:: INSTRUCTIONS TO FOLLOW ::
For the records below, output every line from the one holding "Task: Q: Indicate the ゆふいん屋" through the final line, unaltered, and no other lines.

:: EXCERPTED RECORDS ::
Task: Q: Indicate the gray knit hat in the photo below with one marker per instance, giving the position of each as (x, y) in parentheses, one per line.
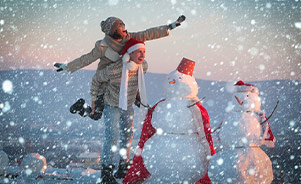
(110, 25)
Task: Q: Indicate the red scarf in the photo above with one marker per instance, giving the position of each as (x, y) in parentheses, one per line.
(138, 172)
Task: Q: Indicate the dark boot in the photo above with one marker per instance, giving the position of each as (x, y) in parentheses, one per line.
(122, 169)
(107, 175)
(78, 107)
(99, 106)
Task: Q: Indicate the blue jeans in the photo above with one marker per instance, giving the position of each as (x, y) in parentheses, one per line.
(112, 117)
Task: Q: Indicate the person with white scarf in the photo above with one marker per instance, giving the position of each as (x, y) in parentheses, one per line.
(124, 79)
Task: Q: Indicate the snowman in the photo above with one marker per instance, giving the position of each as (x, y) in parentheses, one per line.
(241, 133)
(173, 147)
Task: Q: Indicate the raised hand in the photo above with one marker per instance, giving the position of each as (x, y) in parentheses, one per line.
(60, 66)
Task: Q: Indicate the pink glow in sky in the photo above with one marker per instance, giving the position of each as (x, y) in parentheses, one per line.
(229, 40)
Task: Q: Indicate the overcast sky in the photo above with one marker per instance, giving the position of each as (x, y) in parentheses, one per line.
(229, 40)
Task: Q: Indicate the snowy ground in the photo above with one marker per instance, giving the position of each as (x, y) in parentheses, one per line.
(54, 176)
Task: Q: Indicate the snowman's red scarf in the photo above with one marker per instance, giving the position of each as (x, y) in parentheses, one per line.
(138, 172)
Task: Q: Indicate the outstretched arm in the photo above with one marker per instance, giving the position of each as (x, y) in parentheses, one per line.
(157, 32)
(82, 61)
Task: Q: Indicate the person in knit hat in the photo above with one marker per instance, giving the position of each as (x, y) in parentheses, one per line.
(124, 79)
(108, 50)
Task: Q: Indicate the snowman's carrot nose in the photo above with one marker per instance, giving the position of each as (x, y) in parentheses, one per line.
(172, 82)
(239, 101)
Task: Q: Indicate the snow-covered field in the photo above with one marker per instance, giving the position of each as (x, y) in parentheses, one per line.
(35, 117)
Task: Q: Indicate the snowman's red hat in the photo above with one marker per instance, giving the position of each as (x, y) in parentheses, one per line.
(240, 86)
(186, 66)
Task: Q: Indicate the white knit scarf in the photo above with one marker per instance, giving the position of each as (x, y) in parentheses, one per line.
(124, 85)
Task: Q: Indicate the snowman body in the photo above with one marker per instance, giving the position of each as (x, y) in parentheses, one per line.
(175, 154)
(241, 160)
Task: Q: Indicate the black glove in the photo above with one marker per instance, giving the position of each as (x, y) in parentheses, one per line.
(177, 22)
(80, 108)
(60, 66)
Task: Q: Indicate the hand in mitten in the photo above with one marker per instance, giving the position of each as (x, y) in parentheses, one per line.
(177, 22)
(60, 66)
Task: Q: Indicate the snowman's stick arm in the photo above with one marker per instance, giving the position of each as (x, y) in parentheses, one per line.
(271, 114)
(220, 126)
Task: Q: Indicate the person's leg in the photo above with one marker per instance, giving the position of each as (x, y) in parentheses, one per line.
(111, 118)
(125, 139)
(126, 132)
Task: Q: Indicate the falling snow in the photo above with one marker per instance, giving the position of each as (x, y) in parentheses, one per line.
(229, 40)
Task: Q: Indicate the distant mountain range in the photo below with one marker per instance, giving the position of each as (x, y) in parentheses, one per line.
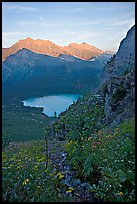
(29, 74)
(82, 51)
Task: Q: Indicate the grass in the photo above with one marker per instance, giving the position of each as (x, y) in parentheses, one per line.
(23, 123)
(25, 176)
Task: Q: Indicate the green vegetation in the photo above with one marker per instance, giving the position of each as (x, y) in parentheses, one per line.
(25, 177)
(103, 156)
(119, 94)
(23, 123)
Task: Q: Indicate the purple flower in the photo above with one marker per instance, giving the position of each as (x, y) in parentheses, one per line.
(119, 137)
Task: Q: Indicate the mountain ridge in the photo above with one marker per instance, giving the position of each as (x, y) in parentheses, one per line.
(83, 50)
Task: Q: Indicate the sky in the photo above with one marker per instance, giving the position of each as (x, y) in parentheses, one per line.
(101, 24)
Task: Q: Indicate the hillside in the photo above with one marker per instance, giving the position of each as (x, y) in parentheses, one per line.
(103, 123)
(82, 51)
(29, 74)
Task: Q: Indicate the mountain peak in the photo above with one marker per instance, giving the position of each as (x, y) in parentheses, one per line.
(28, 38)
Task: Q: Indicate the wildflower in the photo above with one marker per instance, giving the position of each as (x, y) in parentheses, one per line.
(101, 137)
(60, 175)
(25, 182)
(120, 193)
(119, 137)
(69, 190)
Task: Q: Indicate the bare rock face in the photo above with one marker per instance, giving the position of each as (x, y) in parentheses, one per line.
(126, 51)
(82, 51)
(119, 85)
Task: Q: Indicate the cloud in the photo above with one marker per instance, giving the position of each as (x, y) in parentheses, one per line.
(71, 10)
(9, 34)
(9, 38)
(18, 7)
(36, 23)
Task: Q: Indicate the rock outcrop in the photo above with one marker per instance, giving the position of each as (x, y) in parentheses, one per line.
(82, 51)
(119, 86)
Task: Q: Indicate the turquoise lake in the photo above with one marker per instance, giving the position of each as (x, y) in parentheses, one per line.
(54, 103)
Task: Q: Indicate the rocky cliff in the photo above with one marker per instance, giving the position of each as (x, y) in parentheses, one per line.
(119, 86)
(82, 51)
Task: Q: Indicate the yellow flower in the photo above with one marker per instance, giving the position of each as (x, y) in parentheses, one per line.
(120, 193)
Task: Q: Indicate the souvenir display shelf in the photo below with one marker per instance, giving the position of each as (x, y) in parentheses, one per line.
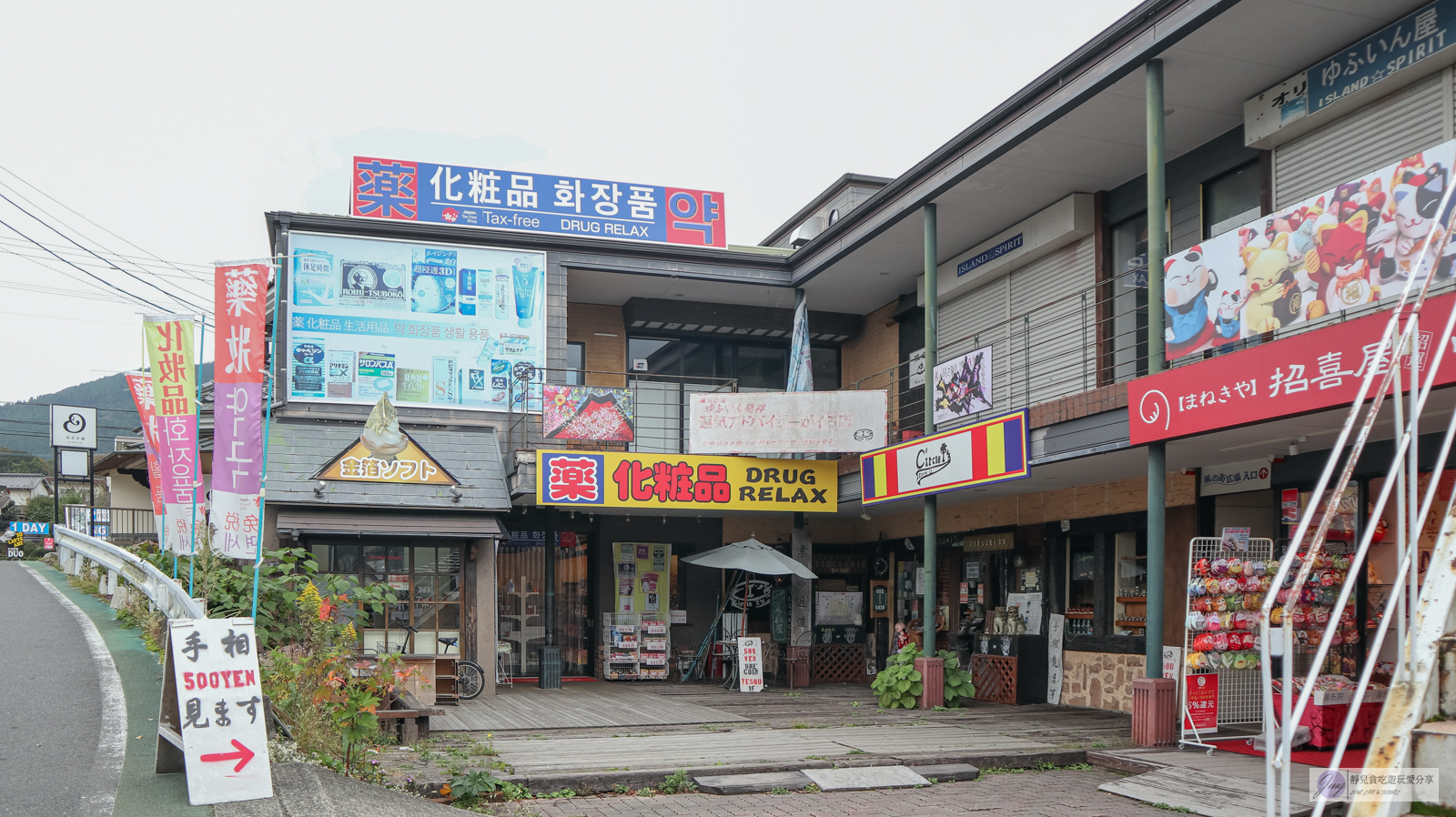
(633, 649)
(1220, 623)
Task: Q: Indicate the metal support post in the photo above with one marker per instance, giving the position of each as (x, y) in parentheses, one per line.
(932, 337)
(1157, 455)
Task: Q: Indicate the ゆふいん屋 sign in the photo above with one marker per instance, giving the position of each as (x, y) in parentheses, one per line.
(535, 203)
(674, 481)
(990, 450)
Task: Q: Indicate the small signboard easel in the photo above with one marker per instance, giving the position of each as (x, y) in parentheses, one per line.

:: YOUR SOLUTION ::
Task: Q: Indicate the ゆふいん屋 sign in the photo above with one marker per instance, giving the position of each as (x, y) in parentheses, one per line.
(535, 203)
(674, 481)
(990, 450)
Task: Q: Indicate the small signboard easel in the photo above with one marker per instance, giving the position of each as (x, y) in parentheses, one per line.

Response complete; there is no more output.